Texte à lire |
Je le sens — j’espère continuellement — pour mon compte, que la puissance de Dieu est arrêtée dès que nous ne revenons pas à Guilgal, dès que nous tolérons la chair, quelle qu’elle soit, quelque soit son caractère. Dès que nous nous nourrissons de nous-mêmes, dès que nous oublions d’appliquer la mort de Christ, la puissance de Dieu se retire d’avec nous. Quand on voit, chers amis, la puissance que le monde a sur les chrétiens, des chrétiens qui ont vingt, trente, quarante ans de vie chrétienne, on comprend quelle puissance il faut pour tirer une âme du monde, qui n’a que le monde, qui n’aime que le monde.
Vous ne pouvez pas dire à un inconverti d’aimer autre chose que le monde. Vous n’aimez peut-être pas les choses grossières ; mais un ruban suffit à conduire une âme en enfer !
Israël revient à Guilgal. Et nous ?

Lignes |
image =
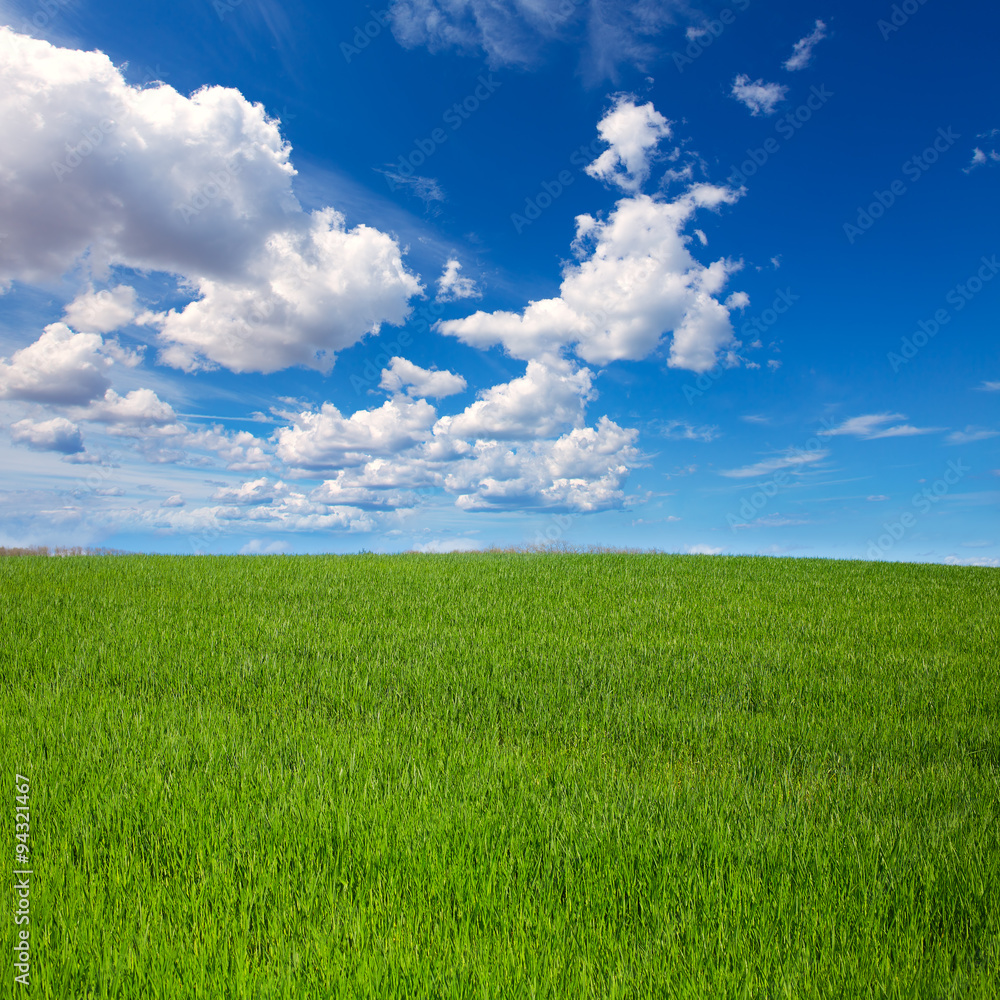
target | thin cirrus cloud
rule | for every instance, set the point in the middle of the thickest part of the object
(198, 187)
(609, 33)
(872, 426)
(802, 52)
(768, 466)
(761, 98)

==

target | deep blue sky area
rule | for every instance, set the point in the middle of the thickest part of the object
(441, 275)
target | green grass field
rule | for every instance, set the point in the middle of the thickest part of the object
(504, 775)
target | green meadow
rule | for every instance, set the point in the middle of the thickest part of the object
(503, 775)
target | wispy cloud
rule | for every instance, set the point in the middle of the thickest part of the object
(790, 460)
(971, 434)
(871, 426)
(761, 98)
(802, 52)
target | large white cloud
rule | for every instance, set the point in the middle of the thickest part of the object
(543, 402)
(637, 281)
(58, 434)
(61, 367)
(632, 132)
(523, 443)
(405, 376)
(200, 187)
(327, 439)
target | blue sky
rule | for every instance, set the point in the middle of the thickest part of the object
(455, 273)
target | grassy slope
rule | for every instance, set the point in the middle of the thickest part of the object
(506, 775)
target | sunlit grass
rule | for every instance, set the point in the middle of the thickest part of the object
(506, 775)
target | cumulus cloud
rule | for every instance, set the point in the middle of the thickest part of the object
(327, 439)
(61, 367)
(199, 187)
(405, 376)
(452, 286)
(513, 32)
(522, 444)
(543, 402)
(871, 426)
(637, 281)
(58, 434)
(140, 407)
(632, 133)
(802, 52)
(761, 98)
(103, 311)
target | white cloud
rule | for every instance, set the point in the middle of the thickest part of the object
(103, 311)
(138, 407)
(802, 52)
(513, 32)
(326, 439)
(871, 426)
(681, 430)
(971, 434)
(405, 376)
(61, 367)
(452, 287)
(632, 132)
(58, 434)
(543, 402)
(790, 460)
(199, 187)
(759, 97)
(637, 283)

Travail à faire |
1. Répondez à ces questions sur le texte sur Guilgal :
(a) D'après le texte sur Guilgal, que fait la puissance de Dieu dès que nous oublions d'appliquer la mort de Christ ?
(b) Qu'est-ce qui suffit à conduire une âme en enfer ?
(c) Où Israël revient-il ?
2. Dans le texte sur Guilgal, recopiez le passage de « Vous ne pouvez » à « âme en enfer ! » en remplaçant « un ruban » par « un bijou ».
3. Reprenez le texte sur Guilgal là où il s'arrête et poursuivez-le.

Réponses par tâche |
1.
(a) Elle se retire d'avec nous.
(b) Un ruban.
(c) À Guilgal.

2.
Vous ne pouvez pas dire à un inconverti d’aimer autre chose que le monde. Vous n’aimez peut-être pas les choses grossières ; mais un bijou suffit à conduire une âme en enfer !

3.
Eh bien (nous le sentons parce que, dans la pratique et de bien des manières, de beaucoup de manières, nous avons fait la même expérience), nous allons en face de Aï comme en face de Jéricho, et nous sommes battus. L’ennemi a de la puissance. Au lieu de faire la volonté de Dieu, nous faisons la nôtre ; au lieu de nous séparer du monde, nous succombons à ses tentations. Personne ne le sait, que Dieu et nous. Mais toutes les défaites ne sont pas spectaculaires et visibles ; elles sont dans notre coeur, dans notre esprit, avant d’être montrées en fruit dans notre vie, chers amis. Et jamais une déchéance publique n’a commencé d’un seul coup.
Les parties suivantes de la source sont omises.